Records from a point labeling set

-- -- --

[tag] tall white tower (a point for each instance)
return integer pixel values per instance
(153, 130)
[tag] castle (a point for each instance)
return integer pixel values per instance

-- -- --

● **WHAT NEEDS TO BE DONE**
Arrange every line of the entries above as a Markdown table with the columns "Row" and "Line." Number each row and leave out blank lines.

● **RESULT FOR THIS EXERCISE**
| Row | Line |
|---|---|
| 1 | [tag] tall white tower (a point for each instance) |
| 2 | return integer pixel values per instance |
| 3 | (153, 130) |
| 4 | [tag] castle (a point for each instance) |
| 5 | return integer pixel values per instance |